Work order:
Would you output each record exactly as it stands?

[Stored records]

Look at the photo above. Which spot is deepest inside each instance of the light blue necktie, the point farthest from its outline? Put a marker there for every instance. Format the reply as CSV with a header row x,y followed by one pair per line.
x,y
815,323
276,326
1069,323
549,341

Solution to the problem:
Look at the photo above. Which spot is deepest inside each instance of the light blue necktie, the point farthest from its outline? Put a marker there for every instance. Format the reply as CSV with a header row x,y followed by one pair per line.
x,y
815,323
276,326
1069,323
549,341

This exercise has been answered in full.